Below, take the lines from the line with "of the floor" to the line with "[(118, 248)]", both included, and express them as a JSON list of strings, one string per line, with blank lines left out.

### Extracted data
+ + + + + + +
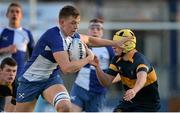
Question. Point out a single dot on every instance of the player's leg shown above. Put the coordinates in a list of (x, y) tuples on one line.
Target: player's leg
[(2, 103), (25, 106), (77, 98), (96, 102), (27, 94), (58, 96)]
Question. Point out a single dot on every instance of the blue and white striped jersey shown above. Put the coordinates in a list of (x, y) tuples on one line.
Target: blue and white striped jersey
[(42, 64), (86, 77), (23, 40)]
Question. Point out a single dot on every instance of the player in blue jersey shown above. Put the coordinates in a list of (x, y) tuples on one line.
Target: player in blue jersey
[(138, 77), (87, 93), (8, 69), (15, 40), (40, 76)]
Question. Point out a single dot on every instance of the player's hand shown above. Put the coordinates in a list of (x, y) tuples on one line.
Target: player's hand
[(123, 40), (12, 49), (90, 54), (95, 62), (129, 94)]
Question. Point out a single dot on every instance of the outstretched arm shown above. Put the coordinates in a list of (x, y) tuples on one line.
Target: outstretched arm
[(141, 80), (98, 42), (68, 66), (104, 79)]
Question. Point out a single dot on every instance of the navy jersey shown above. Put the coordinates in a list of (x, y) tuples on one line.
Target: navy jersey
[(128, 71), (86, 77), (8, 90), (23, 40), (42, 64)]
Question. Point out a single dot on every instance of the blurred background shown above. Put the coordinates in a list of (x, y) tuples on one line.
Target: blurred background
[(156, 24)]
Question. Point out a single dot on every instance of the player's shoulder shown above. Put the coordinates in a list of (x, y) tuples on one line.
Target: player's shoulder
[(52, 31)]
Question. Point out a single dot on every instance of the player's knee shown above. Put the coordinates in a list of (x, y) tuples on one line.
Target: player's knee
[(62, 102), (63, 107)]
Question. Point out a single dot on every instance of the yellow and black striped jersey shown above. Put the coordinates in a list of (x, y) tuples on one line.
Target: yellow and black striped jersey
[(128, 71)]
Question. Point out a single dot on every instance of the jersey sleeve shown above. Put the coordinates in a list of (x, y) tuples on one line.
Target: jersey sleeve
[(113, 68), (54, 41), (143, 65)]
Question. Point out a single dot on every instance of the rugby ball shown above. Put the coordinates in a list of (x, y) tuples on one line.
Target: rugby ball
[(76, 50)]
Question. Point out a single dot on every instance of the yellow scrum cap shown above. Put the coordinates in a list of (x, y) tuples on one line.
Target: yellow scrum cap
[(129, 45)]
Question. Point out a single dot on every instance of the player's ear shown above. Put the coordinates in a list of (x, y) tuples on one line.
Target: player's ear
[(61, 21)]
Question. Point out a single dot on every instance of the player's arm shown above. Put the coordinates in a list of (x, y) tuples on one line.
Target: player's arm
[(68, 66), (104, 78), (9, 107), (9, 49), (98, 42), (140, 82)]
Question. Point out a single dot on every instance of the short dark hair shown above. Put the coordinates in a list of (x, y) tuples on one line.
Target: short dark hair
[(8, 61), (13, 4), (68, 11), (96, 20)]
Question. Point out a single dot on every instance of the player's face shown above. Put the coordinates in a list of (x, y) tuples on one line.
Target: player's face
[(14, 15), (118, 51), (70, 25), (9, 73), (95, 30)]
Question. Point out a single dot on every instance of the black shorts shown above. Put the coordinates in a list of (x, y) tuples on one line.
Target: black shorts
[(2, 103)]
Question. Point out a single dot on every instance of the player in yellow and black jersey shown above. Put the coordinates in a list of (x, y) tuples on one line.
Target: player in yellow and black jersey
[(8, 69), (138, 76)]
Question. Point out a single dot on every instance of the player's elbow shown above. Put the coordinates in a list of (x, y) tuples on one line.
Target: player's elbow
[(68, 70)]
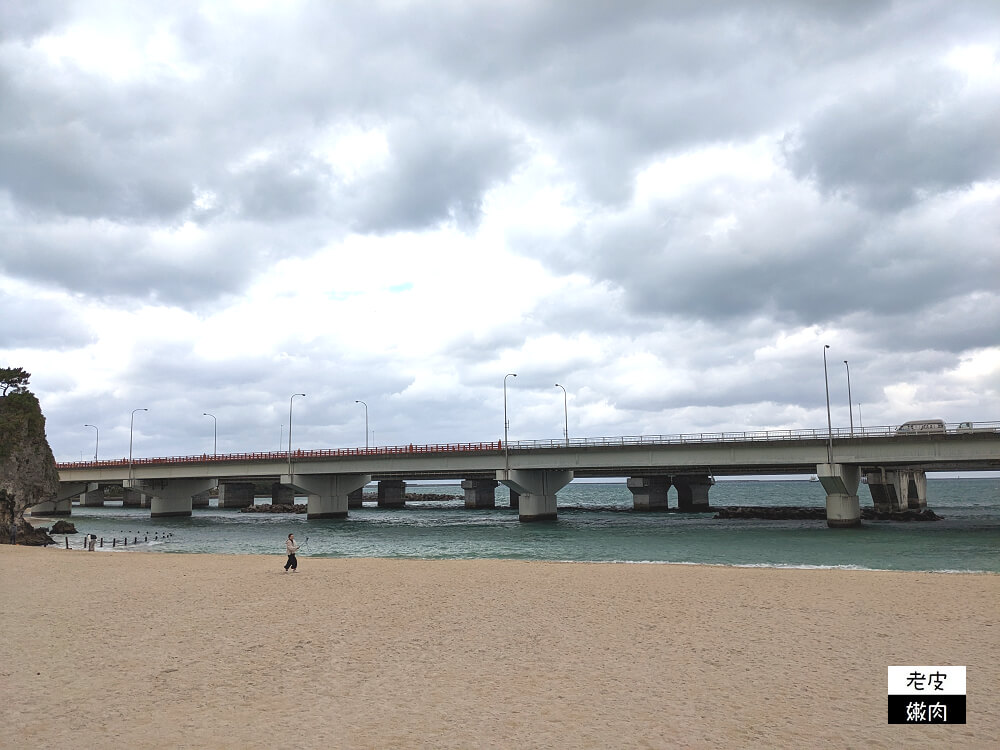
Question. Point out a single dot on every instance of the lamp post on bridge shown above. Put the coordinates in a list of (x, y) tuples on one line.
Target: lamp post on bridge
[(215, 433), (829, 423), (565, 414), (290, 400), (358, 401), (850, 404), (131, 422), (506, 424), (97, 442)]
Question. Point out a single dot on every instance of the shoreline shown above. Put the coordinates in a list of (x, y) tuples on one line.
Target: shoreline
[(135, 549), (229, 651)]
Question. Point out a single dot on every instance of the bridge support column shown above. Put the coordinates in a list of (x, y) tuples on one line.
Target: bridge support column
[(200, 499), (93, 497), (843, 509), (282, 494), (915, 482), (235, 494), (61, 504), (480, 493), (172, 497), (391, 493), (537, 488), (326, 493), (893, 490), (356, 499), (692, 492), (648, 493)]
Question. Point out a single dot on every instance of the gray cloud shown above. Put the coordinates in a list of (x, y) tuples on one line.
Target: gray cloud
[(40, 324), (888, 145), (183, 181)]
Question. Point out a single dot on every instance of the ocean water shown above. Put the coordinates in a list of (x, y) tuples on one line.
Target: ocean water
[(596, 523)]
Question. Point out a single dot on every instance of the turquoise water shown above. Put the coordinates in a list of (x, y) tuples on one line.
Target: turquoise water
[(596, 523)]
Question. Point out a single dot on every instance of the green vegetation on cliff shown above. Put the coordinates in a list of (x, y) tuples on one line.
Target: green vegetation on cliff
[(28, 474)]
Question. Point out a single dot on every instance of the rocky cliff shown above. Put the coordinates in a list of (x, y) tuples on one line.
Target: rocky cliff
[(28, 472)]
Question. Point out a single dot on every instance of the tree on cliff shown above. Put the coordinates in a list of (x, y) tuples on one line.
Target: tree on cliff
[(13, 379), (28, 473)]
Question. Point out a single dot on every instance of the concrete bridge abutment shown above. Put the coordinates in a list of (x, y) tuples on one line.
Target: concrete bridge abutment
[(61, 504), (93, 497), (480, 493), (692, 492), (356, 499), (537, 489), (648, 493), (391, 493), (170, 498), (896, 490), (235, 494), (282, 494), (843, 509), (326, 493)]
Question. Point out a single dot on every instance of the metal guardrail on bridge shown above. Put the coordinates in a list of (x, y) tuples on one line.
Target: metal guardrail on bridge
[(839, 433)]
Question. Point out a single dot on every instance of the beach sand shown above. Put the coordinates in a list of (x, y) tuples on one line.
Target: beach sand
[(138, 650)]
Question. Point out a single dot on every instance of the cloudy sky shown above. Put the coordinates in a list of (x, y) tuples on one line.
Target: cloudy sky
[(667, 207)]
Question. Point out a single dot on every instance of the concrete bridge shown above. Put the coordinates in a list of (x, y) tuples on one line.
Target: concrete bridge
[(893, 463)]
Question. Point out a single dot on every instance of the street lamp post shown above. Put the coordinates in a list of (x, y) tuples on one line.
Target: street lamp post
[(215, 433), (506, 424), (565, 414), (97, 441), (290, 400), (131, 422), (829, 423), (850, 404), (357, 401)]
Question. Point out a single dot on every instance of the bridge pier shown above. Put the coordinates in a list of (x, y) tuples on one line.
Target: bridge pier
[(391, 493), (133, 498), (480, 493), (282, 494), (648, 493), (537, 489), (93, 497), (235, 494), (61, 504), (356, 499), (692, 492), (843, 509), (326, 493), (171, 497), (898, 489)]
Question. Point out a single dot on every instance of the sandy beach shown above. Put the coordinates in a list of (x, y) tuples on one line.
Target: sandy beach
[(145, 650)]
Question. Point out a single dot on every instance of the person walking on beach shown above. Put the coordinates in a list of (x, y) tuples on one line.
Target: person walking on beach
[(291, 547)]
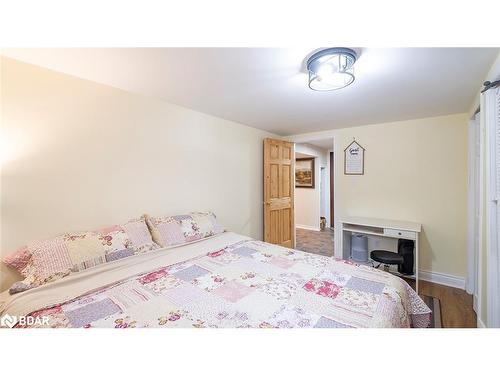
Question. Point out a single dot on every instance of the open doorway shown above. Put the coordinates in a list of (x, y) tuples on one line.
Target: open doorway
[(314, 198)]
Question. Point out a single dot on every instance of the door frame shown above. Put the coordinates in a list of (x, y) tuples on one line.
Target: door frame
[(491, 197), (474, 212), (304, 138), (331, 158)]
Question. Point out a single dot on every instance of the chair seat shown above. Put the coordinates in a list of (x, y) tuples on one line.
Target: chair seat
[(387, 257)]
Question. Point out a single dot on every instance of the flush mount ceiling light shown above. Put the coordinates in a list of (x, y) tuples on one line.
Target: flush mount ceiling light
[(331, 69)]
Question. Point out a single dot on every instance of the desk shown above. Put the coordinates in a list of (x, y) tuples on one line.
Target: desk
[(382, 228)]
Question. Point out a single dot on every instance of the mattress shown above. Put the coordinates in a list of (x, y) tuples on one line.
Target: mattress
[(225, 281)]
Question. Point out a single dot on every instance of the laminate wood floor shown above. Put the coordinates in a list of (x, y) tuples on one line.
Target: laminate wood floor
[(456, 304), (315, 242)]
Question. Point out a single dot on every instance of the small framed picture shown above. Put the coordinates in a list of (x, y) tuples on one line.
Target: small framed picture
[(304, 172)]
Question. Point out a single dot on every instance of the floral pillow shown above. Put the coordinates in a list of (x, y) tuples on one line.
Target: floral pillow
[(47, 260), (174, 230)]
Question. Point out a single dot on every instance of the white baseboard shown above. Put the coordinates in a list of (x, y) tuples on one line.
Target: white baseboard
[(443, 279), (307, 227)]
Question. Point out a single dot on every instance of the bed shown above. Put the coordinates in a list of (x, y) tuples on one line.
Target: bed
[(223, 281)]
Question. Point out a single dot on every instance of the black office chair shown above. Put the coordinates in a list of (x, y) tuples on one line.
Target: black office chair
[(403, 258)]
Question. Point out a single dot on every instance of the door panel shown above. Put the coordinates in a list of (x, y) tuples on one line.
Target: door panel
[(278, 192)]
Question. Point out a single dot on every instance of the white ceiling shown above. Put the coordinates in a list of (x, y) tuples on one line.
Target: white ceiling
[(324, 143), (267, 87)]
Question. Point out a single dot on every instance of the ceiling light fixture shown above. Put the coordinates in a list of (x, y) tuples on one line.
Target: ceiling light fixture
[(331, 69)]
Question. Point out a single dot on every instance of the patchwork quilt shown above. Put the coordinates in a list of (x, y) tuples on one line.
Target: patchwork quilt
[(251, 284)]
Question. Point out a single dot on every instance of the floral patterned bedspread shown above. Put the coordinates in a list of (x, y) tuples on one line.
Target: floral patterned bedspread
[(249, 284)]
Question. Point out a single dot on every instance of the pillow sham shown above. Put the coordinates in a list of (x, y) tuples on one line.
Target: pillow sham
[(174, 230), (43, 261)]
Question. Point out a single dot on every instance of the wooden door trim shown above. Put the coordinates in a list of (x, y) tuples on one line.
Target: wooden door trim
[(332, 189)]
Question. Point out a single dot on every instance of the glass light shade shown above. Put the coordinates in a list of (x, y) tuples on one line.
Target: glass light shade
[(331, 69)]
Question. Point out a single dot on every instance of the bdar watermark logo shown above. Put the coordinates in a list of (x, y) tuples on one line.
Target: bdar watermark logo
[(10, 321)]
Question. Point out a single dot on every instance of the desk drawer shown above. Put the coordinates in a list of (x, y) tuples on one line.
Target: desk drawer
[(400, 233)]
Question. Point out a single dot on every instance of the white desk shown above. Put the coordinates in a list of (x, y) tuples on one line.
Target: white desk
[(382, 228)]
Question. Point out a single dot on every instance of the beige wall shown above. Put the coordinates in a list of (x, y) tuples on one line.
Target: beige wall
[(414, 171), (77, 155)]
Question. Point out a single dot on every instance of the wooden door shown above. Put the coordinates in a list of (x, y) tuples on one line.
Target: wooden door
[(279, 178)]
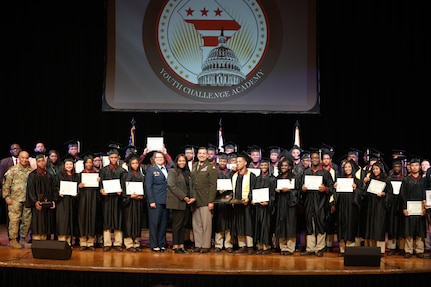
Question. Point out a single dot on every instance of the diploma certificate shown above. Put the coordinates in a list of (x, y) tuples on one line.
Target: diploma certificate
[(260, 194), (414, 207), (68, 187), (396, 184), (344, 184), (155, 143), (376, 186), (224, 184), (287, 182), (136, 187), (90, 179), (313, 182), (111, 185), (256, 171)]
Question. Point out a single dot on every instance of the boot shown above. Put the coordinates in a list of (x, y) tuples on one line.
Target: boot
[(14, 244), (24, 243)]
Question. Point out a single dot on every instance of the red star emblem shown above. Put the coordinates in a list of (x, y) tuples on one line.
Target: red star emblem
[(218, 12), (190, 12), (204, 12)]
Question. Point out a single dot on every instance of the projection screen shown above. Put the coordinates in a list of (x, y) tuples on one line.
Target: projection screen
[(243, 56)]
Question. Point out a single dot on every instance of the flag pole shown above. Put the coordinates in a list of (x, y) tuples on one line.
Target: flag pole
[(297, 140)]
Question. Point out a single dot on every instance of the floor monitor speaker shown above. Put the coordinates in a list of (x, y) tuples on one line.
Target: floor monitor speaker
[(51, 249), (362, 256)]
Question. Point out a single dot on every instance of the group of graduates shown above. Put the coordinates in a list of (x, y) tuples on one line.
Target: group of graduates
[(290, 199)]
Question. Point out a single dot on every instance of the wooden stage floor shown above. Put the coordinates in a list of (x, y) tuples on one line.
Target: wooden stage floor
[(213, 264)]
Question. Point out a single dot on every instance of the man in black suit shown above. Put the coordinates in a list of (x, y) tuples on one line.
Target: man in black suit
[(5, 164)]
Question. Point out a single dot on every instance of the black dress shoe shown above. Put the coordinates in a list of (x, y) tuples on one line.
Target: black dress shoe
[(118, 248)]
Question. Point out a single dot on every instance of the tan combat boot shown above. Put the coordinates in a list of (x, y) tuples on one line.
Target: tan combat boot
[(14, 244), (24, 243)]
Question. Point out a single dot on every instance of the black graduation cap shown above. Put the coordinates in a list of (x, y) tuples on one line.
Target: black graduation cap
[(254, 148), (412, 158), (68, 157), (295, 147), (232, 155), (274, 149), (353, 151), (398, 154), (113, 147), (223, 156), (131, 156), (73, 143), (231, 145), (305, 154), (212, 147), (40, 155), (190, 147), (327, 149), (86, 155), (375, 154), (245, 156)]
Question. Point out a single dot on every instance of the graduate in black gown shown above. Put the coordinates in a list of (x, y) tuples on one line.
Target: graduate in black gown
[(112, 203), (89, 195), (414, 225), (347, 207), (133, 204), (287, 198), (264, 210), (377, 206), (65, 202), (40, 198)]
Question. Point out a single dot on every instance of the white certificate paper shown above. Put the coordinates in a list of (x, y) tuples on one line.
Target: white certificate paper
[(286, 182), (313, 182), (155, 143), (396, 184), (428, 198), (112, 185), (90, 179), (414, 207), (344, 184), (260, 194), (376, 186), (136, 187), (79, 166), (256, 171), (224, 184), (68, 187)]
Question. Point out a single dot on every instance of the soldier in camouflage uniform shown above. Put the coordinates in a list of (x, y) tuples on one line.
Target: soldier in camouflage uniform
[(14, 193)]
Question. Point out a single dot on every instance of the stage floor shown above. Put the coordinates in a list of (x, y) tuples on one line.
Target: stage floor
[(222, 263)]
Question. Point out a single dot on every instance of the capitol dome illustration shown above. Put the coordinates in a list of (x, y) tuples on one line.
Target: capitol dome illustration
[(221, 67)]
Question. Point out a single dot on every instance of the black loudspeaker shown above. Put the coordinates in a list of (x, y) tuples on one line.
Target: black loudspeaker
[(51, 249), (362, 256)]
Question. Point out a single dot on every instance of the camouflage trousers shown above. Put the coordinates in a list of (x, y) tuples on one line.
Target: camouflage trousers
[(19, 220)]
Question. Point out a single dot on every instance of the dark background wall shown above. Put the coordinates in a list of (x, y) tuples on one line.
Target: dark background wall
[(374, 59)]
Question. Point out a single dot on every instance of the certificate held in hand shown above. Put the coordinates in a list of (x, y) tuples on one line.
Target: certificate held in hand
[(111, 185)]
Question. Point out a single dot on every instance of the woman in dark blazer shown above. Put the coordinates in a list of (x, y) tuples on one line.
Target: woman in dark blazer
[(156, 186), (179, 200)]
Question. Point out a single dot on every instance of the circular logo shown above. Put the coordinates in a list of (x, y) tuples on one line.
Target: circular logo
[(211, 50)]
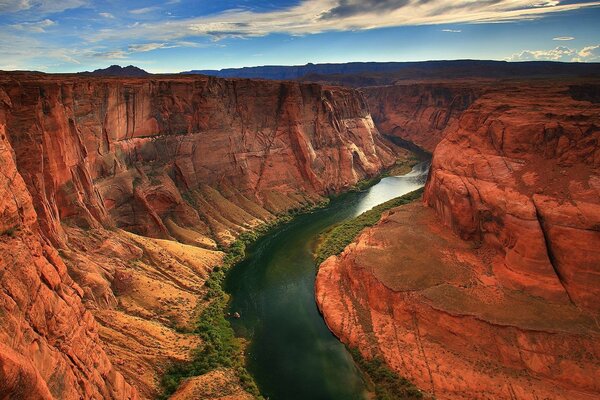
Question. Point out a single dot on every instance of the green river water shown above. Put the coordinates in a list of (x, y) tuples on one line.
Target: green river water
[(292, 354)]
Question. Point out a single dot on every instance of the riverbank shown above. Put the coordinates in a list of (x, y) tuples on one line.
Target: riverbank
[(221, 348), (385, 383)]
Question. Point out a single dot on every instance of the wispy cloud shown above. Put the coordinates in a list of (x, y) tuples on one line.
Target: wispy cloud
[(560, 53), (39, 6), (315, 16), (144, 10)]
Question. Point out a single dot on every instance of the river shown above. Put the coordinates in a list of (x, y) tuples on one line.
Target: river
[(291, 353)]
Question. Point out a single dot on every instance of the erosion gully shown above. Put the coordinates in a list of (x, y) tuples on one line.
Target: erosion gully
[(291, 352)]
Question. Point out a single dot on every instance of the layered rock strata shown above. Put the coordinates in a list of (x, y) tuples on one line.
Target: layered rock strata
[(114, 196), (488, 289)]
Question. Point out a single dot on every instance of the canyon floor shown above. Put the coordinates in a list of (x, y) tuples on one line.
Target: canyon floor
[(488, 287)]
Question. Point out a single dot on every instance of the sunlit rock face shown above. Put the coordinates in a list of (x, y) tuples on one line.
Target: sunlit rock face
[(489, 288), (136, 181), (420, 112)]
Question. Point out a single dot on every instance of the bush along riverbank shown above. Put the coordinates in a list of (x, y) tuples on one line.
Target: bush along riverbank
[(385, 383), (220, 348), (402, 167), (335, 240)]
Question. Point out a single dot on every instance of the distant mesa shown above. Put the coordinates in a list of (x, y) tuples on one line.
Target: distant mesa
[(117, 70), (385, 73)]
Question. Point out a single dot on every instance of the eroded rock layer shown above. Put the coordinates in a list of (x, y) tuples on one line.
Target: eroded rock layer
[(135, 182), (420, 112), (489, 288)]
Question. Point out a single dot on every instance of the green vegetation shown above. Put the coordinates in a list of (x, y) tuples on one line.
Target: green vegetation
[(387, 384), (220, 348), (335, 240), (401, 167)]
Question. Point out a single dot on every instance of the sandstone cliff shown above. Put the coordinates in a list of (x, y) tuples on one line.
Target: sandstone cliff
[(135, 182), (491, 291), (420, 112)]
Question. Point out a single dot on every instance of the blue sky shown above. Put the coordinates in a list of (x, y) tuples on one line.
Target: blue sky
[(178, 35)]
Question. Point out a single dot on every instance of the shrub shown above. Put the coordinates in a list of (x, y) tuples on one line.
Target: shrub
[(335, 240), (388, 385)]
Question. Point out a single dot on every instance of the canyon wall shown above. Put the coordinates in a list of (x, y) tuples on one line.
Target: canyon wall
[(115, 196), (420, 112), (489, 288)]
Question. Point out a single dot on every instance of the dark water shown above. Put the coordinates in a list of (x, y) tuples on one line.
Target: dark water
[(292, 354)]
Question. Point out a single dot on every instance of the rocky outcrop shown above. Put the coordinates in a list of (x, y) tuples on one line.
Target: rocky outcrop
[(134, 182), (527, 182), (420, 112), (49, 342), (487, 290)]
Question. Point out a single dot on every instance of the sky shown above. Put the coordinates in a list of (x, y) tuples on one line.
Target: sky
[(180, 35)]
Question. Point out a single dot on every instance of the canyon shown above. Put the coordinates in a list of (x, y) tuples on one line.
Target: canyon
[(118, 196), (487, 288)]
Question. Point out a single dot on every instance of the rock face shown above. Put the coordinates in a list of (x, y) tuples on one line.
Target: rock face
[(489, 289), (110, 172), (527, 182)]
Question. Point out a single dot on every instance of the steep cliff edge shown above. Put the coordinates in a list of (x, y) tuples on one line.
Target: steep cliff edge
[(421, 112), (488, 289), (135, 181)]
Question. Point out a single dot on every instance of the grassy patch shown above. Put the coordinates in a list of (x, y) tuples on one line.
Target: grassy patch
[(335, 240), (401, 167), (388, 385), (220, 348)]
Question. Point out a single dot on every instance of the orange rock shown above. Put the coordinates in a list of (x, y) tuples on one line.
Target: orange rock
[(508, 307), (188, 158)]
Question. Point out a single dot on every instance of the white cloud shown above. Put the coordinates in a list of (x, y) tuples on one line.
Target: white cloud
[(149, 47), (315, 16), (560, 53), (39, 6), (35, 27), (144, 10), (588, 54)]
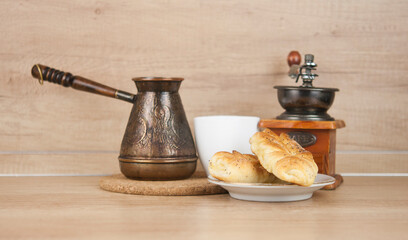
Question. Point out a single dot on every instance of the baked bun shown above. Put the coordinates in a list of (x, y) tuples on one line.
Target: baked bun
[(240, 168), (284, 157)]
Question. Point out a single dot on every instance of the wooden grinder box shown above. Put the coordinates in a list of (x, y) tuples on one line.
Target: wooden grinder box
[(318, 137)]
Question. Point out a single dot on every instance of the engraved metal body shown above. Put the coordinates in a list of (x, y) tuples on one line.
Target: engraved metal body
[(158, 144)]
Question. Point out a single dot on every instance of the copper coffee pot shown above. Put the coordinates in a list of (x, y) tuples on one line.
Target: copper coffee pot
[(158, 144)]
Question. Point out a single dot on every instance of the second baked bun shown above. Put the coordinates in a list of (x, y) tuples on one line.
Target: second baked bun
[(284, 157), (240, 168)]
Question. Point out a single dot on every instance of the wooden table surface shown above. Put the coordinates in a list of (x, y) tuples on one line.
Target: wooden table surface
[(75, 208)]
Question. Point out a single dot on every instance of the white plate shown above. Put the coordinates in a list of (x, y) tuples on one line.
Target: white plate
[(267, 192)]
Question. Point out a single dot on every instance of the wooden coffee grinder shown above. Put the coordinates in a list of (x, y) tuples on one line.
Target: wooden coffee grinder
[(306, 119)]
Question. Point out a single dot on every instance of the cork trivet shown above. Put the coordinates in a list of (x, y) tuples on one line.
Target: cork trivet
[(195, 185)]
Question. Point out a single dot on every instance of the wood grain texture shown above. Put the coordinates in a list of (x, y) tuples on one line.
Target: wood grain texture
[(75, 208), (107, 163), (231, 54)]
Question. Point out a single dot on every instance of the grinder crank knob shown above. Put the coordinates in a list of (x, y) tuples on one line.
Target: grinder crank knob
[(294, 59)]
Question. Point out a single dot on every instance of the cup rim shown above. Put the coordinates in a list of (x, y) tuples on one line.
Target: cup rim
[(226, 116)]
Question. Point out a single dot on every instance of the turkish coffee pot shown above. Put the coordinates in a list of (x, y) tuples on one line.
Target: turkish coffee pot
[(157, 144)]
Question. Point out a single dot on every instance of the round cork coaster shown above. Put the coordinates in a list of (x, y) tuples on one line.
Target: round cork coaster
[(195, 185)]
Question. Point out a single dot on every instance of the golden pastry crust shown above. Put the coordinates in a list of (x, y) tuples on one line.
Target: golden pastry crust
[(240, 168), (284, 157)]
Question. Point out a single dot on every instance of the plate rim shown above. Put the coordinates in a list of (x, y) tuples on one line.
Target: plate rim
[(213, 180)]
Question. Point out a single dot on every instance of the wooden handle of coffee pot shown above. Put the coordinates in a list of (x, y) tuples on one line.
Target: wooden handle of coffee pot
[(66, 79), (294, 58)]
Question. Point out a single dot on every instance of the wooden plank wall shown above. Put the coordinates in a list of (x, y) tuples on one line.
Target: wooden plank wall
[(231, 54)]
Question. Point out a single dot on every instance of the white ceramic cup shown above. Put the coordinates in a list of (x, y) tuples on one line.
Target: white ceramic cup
+ + + + + + +
### Exercise result
[
  "Question. Point out a single dot on every instance of the floor monitor speaker shown above. Put the coordinates in a list of (x, y) tuples on one line.",
  "Target: floor monitor speaker",
  "[(51, 249), (362, 256)]",
  "Question. Point out a single dot on every instance of the group of graduates shown above. Put the coordinates in a list of (x, y) tuples on one line.",
  "Target: group of graduates",
  "[(290, 199)]",
  "Question. Point out a single dot on every instance of the wooden stage floor shown above. Put the coordinates in a list of (x, y) tuples on one line.",
  "Target: wooden stage floor",
  "[(213, 264)]",
  "Question. Point out a single dot on every instance of the man in black suit shown above. Put the coordinates in a list of (x, y) tuples on one line.",
  "Target: man in black suit",
  "[(5, 164)]",
  "Question. Point out a single dot on every instance of the black dress shoe shown above. Put the coordinates in a list of (x, y) tuples on one line.",
  "Target: black dress shoe",
  "[(118, 248)]"
]